### Texte fourni
Auguste Rodin :
« O raisonneurs ! Un simple compagnon de jadis trouvait tout de suite, en lui-même et dans la nature, cette vérité que vous cherchez dans les bibliothèques. Et cette vérité, c’était Reims, c’était Soissons, c’était Chartres, c’étaient les rocs sublimes de toutes nos grandes villes… Je rêve souvent que je les vois, que je les suis de ville en ville, ces pèlerins de l’œuvre, en mal ardent de création. Je m’arrête avec eux chez la Mère, qui réunit les Compagnons du Tour de France… J’aimerais m’asseoir à la table de ces tailleurs de pierre. » [1]
Avant d’aller plus loin dans la découverte des cathédrales et de leurs mystères, faisons écho à l’enthousiasme de Rodin pour lier connaissance avec ces bâtisseurs du Moyen Age, et l’esprit dans lequel ils ont œuvré, qui n’est jamais le fait du hasard. Comme déjà dit, nous laisserons de côté le thème de l’art Roman pour aborder celui du Gothique, où la construction s’affine, où les murs épais disparaissent afin de laisser la lumière pénétrer à flot.
Le compagnonnage est fondé au moment des Croisades, pour servir le génie militaire sous le nom de Saint Devoir ; Les compagnons ont apporté la main d’œuvre indispensable aux Templiers, les moines-soldats, durant les Croisades. On leur doit entre autres le fameux Krak des Chevaliers en Syrie. Les compagnons les plus instruits rapportent de Terre Sainte une nouvelle géométrie, celle du Trait dont le fondement du tracé s’appuie sur le nombre d’or la divine proportion, une science déjà connue dans l’Égypte antique. C’est le secret central des compagnons. L’application du Trait sera à l’origine d’une véritable révolution technique en architecture.
Tous les chantiers des cathédrales ont commencé presque en même temps… Nous avons vu qu’elles ont été construites sur des lieux où les forces telluriques étaient renforcées par des cavernes ou des sources.

### Consigne A
Dans le texte fourni, quel ouvrage situé en Syrie doit-on aux compagnons ?
### Consigne B
Résumez le texte fourni en deux phrases.
### Consigne C
Dressez la liste de toutes les villes que Rodin cite dans le texte fourni.
Les enregistrements viennent d'une autre source.

(Entrées d'étiquetage de position d'objets)

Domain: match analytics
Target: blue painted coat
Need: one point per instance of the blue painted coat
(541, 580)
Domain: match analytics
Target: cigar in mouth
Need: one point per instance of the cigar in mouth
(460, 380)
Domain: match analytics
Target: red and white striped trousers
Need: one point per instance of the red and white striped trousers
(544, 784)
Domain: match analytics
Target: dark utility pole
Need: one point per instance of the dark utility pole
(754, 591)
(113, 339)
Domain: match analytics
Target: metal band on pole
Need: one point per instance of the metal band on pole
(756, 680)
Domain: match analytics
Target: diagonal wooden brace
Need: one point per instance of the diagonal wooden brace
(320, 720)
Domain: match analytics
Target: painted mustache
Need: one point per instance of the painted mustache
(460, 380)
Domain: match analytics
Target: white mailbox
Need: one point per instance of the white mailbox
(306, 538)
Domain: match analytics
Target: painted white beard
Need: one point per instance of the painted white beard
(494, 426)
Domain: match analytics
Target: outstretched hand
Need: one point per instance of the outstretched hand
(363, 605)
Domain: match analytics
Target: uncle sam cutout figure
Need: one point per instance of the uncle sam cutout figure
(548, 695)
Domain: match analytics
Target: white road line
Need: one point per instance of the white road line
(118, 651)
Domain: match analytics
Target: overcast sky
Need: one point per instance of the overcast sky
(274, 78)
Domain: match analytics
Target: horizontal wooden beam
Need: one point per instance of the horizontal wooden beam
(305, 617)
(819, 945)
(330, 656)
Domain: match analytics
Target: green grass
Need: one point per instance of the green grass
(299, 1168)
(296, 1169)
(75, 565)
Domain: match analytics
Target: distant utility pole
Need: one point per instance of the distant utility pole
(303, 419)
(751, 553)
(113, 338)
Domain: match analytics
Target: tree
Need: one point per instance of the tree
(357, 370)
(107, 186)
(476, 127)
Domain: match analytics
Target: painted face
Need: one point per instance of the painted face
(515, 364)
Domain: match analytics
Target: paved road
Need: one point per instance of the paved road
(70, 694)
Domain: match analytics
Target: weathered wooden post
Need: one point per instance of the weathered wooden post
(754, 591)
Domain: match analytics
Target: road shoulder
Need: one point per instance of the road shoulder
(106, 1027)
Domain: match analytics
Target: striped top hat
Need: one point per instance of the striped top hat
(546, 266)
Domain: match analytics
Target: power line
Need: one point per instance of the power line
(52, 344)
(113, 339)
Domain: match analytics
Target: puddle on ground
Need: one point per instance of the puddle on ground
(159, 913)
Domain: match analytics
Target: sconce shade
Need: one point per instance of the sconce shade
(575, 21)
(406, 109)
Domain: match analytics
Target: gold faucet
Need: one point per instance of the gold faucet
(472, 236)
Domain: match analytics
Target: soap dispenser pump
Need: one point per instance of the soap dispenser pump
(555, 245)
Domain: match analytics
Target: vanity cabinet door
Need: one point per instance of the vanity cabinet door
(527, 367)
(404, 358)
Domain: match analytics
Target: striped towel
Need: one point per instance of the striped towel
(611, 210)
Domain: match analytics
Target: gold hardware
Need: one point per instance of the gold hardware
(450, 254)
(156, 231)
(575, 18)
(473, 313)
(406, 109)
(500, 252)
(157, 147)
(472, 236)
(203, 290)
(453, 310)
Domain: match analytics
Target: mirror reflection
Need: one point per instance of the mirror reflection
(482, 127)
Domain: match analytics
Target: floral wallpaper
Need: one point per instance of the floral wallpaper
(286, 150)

### Réponse A
Le Krak des Chevaliers.

### Réponse B
Le texte s'appuie sur l'enthousiasme de Rodin pour les tailleurs de pierre d'autrefois afin de présenter les bâtisseurs gothiques du Moyen Âge et l'esprit dans lequel ils ont travaillé. Il explique que le compagnonnage est né au moment des Croisades, que les compagnons ont rapporté de Terre Sainte la géométrie du Trait, fondée sur le nombre d'or, et que les chantiers des cathédrales ont commencé presque en même temps.

### Réponse C
Reims, Soissons, Chartres